Can you copy the listing below word for word, leaving out the pictures?

□ □ □ □ □

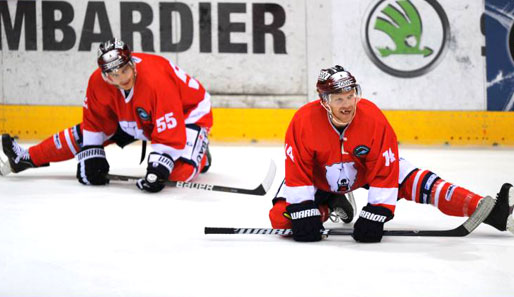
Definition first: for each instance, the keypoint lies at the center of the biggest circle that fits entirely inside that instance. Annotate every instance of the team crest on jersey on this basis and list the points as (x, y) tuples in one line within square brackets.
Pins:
[(143, 114), (361, 150), (341, 176)]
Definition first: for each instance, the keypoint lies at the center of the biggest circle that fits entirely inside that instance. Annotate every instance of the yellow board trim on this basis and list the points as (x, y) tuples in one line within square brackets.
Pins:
[(459, 128)]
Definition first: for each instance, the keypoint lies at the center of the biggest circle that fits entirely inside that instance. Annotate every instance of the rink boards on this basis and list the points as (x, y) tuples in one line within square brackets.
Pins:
[(474, 128)]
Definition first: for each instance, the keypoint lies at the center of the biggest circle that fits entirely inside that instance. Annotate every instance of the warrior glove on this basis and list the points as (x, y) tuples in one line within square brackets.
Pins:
[(369, 227), (306, 221), (157, 172), (92, 167)]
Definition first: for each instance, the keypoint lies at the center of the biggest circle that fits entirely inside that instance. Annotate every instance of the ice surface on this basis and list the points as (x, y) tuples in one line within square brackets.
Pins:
[(60, 238)]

□ □ □ □ □

- THE REPLY -
Definition first: for each instance, the keypoint lies at the center of the biggest circle that fits entirely inside that instance. Annotate every instance of the team crest on jersey on this basis and list the points as (x, y) tuples in one line within square brackets.
Pins:
[(143, 114), (361, 150), (341, 176)]
Definition first: for each instance, the keypoint lies at the center of the biggest circle that fits entirely inside that instance. Annotate every instance of the yellow board trim on this basis and list the points as (x, y) tuples in one line within square brackets.
Pins:
[(459, 128)]
Definition first: for each instance, the keypoint lies at the center of the biggest circle that fits entirely inside that instance. Annotate every instance of the rink boards on this basis and list the points as (x, y) tuples in one line within square brackets.
Pins:
[(474, 128)]
Definition first: for each instance, the keypoint lies at the center of the biggest circle that fits entirely inside that instance. Annotate every instance of the warrior glove on this basis and list the points as (x, y) tuples in one line within square brackets.
Pins:
[(369, 227), (306, 221), (157, 172), (92, 167)]
Definition first: for each instance, the keypoint lies at the center of the biggest circle that fits entirely inside that instance. Annotate every instance of the ice surface on this basis and list the points as (x, y) tuples in one line within square brackets.
Pins:
[(60, 238)]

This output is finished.